» **The problem**
Reproduce the material below with every "thickest part" swapped for "widest part", leaving the rest unchanged.

» **Entries supplied**
╔══
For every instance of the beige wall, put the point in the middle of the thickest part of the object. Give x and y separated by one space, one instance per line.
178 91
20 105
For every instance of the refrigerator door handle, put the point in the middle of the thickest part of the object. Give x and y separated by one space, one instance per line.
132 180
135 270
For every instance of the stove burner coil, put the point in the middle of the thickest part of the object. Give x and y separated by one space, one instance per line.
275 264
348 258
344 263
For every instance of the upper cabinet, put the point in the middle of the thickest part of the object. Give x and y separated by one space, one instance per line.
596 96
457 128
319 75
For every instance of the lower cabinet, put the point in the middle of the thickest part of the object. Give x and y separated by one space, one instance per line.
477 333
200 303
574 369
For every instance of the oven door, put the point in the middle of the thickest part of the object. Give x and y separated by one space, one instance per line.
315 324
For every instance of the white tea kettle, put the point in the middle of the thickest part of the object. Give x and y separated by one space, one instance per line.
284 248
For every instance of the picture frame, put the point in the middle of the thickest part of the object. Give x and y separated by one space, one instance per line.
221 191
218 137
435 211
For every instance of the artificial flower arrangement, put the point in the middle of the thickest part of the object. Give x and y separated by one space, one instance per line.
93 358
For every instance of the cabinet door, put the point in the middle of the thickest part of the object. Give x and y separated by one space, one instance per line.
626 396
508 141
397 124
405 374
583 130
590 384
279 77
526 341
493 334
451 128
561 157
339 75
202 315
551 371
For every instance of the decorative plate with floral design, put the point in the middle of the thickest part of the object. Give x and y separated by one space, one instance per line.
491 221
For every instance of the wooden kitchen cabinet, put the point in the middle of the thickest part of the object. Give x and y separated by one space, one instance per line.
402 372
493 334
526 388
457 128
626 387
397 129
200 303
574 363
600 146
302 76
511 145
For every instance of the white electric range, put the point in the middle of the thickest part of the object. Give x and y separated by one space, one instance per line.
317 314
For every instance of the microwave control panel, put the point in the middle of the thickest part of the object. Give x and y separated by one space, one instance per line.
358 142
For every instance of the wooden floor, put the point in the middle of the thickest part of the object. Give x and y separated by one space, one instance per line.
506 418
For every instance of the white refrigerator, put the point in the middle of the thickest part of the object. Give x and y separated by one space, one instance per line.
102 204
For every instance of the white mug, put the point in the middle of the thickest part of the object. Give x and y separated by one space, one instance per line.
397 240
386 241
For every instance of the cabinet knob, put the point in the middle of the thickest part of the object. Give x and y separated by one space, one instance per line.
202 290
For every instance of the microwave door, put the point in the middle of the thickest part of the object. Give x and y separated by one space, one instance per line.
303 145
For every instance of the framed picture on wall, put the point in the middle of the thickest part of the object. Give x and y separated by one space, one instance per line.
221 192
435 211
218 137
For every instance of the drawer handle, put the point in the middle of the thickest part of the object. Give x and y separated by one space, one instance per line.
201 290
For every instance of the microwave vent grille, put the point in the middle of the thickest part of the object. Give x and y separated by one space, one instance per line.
╚══
» **Solution**
For every instance of the beige wall, put the point in the middle of the widest part of the object. Give x and y separated by one space, one instance per line.
178 91
20 105
For every instance of the refrigerator door handle, put the point in the middle of the widest part of the object. Give x and y separated by one space, one instance per line.
132 180
135 270
For every instance of the stove burner coil, put the point in the middle of the widest part of the object. Give x and y separated by one space, one instance per line.
275 264
348 258
344 263
For every instance of the upper cabinet, put the point in the middle of the widest part of the object. Give x and y separated by one space, one instance per line.
596 96
457 128
319 75
For every instance of the lower cabinet, put the point in the middle of the widest part of the object. Give x and y separated by one space, one instance per line.
477 333
200 303
574 369
For every instance of the oven door, put the point in the middle of the widest part of the object. Give x and y separated by one space, one instance per line.
315 324
For every instance of the white tea kettle, put the point in the middle of the widest part of the object. Give x and y separated by one space, one instance per line.
284 248
For every instance of the picture frame, put the point in the middle of the widest part of the object. Give x and y separated by one space, one instance per line.
221 191
218 137
435 211
For every instance of the artificial flower arrangement, put the point in the middle of the widest part of the object. Give x and y separated by one space, one instance per line.
93 358
For every instance of the cabinet door, put the point in the middle of the widest part of the object. Give x and y separated by one space, one instance per line.
626 396
508 141
397 124
405 374
583 130
590 384
279 77
526 341
493 334
451 128
561 157
339 75
202 315
551 371
For every instance of the decorative plate with floral design, put the point in the middle of the widest part of the object. Give x and y separated by one space, one instance per line.
491 221
For every instance of the wooden kitchen cabinet, put the point in the middle of the widest part of the object. Give x and y separated by one space, one instance per line.
402 372
493 334
526 388
457 128
626 387
397 129
200 303
574 363
600 146
302 76
511 145
For every instance of the white electric range, put the point in the middle of the widest part of the object. Give x and y separated by one space, one instance per line.
317 314
For every instance of the microwave control panel, put the point in the middle of the widest part of the object. Give x and y separated by one space, one instance per line.
358 142
For every instance of the wooden floor, put the point in the middle of the widest part of the object. Give x and y separated by one space, one instance per line.
506 418
For every instance of the white refrigerator, put the point in the middle of the widest part of the object. Give x and y separated by one space, one instance per line.
102 204
For every instance of the white mug, put the point in the middle of the widest part of the object. Give x and y separated by one space, one instance per line.
397 240
386 241
For every instance of the cabinet knob, put the point in the middle of the widest part of the object. Give x and y separated by one space, one instance per line.
202 290
For every instance of the microwave door, put the point in the middle of the widest part of the object. Give x and y separated by one space, one instance per line.
303 145
For every instance of the framed picture on wall, put the point in the middle of the widest part of the object. Give x and y separated by one space, one instance per line.
221 192
435 211
218 137
For every instance of the drawer handle, put the point in the middle of the widest part of the object. Give x and y separated by one space, one instance per line.
201 290
For every instance of the microwave vent grille, put the point in the middle of the widest part of the object. Give x and y separated by one space, one instance per line.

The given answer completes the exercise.